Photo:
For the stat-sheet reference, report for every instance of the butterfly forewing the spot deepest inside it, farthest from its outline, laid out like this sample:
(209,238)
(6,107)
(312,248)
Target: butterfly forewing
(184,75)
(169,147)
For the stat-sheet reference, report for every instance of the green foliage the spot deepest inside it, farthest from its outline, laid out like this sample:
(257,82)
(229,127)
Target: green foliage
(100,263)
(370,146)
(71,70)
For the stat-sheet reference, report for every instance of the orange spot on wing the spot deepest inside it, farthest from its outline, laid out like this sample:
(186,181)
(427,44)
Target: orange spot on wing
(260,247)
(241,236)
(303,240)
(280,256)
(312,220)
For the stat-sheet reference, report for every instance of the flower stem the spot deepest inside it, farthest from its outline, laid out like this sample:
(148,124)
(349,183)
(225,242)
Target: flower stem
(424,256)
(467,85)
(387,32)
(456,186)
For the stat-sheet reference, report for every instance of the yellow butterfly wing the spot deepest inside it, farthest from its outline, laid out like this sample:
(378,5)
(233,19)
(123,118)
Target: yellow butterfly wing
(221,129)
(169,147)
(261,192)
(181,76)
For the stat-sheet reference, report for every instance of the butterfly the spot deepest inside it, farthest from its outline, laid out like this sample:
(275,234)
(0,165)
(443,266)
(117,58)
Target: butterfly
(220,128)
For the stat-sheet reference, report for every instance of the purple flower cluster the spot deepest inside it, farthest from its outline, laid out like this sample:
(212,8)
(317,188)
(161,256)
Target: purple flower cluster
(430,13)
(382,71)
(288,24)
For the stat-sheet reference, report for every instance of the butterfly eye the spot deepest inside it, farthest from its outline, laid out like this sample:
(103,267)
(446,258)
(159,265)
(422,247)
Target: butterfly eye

________________________

__PROBLEM TO SOLVE__
Repeat the data above exactly.

__ANSWER TO THIS TASK__
Photo:
For the stat-sheet reference, report for every instance of the butterfly forewing the spot deepest inside it, farthest from its outline, laid out like this sample:
(209,238)
(6,107)
(312,248)
Target: butterfly forewing
(184,75)
(169,147)
For the stat-sheet reference, report for every instance of the green foliage the spot deepest inside it, farthest from its outline, laid out like this sample:
(257,82)
(229,127)
Target: green foliage
(100,263)
(370,146)
(71,70)
For the stat-sheet reference, report for every instance of the orange spot on wing the spot deepest inside it, farthest from its outline, laid out like this sample:
(186,181)
(427,44)
Target: orange spot on wing
(260,247)
(241,236)
(303,240)
(280,256)
(312,220)
For the stat-sheet reference, report for every instance of the flower stem the spot deepest inside it, farthest from its outline, laid out like this sample:
(148,124)
(349,183)
(225,242)
Target: flower stem
(424,256)
(467,85)
(387,32)
(456,186)
For the stat-sheet reference, report for every instance of the yellow butterfly wing the spot deepest inside it, farthest from its outline, laid out like this sample:
(378,5)
(233,19)
(123,118)
Target: yellow butterfly wing
(221,129)
(169,147)
(261,192)
(181,76)
For the stat-sheet reference, report for every instance of the butterfly the spot deepest inside it, farthest from its outline, laid out like this sample:
(275,234)
(0,165)
(443,266)
(117,58)
Target: butterfly
(220,128)
For the stat-sheet reference, report for every instance of the purple flower cluster the spot deepest inside it, farthest from its outline, laid out like this sample:
(212,8)
(317,188)
(161,256)
Target: purple flower cluster
(430,13)
(382,71)
(288,24)
For the stat-sheet reference, report for every instance of the butterfly eye the spot deepest inside it, farthest from its outline, laid out like this sample:
(103,267)
(446,258)
(159,265)
(422,247)
Target: butterfly eye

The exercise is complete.